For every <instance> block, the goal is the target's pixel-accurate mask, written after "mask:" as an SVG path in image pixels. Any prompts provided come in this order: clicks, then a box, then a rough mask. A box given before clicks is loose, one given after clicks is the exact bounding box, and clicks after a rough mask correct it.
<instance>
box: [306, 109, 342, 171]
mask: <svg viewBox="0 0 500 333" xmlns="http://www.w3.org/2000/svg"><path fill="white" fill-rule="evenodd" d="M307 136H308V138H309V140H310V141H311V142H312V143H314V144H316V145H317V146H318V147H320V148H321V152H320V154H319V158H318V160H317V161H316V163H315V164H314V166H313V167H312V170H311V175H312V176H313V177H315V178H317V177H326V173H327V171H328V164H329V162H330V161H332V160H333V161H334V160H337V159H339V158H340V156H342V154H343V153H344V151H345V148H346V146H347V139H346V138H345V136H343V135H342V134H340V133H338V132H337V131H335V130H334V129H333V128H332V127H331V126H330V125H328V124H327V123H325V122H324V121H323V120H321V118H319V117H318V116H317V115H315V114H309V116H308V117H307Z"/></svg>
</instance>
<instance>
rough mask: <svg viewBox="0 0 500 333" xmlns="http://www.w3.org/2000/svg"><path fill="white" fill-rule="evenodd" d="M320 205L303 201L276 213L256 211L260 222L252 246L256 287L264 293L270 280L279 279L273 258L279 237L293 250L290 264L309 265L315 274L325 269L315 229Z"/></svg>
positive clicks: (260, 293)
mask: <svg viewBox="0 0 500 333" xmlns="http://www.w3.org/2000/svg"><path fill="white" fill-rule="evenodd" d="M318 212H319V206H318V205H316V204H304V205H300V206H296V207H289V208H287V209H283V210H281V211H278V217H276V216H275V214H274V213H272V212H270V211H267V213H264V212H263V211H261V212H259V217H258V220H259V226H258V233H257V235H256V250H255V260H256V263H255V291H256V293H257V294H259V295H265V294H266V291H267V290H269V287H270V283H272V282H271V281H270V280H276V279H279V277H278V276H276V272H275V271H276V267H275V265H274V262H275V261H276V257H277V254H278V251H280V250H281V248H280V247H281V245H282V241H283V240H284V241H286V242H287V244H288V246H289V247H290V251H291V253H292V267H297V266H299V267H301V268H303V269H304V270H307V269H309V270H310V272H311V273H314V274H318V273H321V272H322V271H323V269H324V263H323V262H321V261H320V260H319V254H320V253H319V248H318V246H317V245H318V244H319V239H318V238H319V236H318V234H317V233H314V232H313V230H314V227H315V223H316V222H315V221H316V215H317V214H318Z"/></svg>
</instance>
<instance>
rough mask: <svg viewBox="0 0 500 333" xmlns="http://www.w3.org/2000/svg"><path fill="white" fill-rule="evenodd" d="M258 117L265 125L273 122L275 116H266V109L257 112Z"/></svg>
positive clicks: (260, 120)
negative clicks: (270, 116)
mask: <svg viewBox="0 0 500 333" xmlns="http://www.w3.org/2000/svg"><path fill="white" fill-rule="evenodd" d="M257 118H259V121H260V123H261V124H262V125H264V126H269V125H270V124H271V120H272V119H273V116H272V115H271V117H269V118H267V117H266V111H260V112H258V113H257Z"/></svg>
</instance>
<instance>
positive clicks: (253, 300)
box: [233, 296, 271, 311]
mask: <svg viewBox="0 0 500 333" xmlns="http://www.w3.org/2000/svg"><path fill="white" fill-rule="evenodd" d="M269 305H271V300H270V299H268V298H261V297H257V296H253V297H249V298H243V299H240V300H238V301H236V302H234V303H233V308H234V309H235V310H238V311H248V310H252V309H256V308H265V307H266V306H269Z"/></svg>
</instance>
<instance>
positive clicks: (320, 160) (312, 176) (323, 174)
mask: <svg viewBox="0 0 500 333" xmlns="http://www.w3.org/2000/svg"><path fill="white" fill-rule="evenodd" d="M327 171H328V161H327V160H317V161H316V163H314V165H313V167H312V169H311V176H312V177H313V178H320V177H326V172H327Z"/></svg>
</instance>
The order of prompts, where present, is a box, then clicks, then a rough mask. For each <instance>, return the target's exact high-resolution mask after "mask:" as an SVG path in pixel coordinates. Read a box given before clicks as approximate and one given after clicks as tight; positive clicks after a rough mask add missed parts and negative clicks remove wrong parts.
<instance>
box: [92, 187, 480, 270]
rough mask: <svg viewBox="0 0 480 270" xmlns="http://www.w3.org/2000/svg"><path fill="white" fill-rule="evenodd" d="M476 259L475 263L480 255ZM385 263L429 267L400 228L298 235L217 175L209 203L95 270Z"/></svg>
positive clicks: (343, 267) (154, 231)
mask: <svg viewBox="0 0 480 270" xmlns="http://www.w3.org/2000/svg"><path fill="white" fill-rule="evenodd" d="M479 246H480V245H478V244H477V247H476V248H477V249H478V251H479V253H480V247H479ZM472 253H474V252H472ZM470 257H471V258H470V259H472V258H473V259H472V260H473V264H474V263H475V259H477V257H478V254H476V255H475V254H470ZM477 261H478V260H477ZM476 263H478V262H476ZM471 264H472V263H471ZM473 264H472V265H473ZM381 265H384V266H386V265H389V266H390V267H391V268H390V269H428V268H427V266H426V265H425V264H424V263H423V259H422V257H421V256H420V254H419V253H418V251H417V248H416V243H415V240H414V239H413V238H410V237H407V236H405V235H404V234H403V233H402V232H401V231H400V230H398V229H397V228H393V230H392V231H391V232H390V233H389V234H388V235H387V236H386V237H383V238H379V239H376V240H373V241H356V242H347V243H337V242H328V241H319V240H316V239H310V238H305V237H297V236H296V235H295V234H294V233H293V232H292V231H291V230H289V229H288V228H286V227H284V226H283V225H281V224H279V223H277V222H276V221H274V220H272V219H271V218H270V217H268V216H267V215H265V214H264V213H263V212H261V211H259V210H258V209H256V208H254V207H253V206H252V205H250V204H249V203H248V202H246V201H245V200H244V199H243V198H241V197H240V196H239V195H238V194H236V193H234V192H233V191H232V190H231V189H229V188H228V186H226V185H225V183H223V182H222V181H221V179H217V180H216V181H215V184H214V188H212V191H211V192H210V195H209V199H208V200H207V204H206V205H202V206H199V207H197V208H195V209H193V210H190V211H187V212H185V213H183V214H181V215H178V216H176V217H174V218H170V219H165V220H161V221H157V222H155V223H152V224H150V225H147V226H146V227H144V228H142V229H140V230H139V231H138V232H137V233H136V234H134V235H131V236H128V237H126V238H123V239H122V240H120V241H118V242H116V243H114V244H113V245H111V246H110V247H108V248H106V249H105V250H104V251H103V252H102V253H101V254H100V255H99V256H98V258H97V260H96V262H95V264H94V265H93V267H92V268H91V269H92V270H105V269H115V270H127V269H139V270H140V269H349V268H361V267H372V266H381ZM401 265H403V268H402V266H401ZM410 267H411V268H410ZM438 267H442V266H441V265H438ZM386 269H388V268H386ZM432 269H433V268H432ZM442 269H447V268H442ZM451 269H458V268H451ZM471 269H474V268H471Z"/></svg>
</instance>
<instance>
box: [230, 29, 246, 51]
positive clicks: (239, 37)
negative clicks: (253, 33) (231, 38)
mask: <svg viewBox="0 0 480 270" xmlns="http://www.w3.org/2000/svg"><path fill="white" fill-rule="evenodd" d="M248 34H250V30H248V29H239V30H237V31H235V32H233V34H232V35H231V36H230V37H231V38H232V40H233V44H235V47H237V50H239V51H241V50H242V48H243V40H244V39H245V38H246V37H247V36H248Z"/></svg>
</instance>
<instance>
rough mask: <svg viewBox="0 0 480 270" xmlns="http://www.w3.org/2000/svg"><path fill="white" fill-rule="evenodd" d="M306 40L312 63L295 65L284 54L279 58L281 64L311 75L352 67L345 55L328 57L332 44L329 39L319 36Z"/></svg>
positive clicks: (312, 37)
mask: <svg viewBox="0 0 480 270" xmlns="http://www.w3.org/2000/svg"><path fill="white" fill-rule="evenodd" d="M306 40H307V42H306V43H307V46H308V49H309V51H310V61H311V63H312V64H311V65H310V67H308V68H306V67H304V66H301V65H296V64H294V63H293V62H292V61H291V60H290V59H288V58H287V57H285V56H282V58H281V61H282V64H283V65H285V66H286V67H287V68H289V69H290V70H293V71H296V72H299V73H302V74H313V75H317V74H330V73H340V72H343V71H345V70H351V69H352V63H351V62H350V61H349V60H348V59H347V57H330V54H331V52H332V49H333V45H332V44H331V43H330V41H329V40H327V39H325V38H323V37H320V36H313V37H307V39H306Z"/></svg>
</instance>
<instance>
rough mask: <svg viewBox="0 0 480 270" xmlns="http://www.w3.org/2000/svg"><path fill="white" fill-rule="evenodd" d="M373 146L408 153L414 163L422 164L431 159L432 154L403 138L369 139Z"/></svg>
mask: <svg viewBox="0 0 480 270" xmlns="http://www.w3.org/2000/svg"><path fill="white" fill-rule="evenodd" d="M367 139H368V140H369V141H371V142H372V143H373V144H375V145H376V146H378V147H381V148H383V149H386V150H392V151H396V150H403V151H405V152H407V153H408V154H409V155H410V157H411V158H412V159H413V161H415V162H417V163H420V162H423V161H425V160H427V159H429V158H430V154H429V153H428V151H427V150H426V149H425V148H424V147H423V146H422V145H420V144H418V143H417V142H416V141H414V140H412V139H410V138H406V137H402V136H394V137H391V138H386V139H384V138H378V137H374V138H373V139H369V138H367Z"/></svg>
____
Problem statement:
Above are the entries. Output exactly the lines beginning with the line that has "205L303 201L276 213L256" and ending with the line that has "positive clicks: (260, 120)".

Exercise solution:
rough mask: <svg viewBox="0 0 500 333" xmlns="http://www.w3.org/2000/svg"><path fill="white" fill-rule="evenodd" d="M320 205L303 201L276 213L256 211L260 222L252 246L256 287L264 293L270 280L279 279L273 258L279 237L293 250L290 264L309 265L315 274L325 269L315 229Z"/></svg>
positive clicks: (260, 293)
mask: <svg viewBox="0 0 500 333" xmlns="http://www.w3.org/2000/svg"><path fill="white" fill-rule="evenodd" d="M318 212H319V206H318V205H316V204H304V205H300V206H296V207H289V208H287V209H283V210H281V211H278V217H276V216H275V214H274V213H272V212H270V211H267V213H264V212H263V211H261V212H259V217H258V220H259V226H258V233H257V235H256V250H255V260H256V263H255V291H256V293H257V294H259V295H265V294H266V291H267V290H269V287H270V283H272V282H271V281H270V280H276V279H279V277H278V276H276V272H275V271H276V267H275V265H274V262H275V261H276V257H277V254H278V251H280V250H281V248H280V247H281V245H282V241H283V240H284V241H286V242H287V244H288V246H289V247H290V251H291V253H292V267H297V266H299V267H301V268H303V269H304V270H307V269H309V270H310V272H311V273H314V274H318V273H321V272H322V271H323V269H324V263H323V262H321V261H320V260H319V254H320V253H319V248H318V246H317V245H318V244H319V239H318V238H319V236H318V234H317V233H314V232H313V230H314V227H315V223H316V222H315V221H316V215H317V214H318Z"/></svg>
</instance>
<instance>
rough mask: <svg viewBox="0 0 500 333" xmlns="http://www.w3.org/2000/svg"><path fill="white" fill-rule="evenodd" d="M258 117L265 125L273 122L275 116H266V109L257 112Z"/></svg>
positive clicks: (260, 120)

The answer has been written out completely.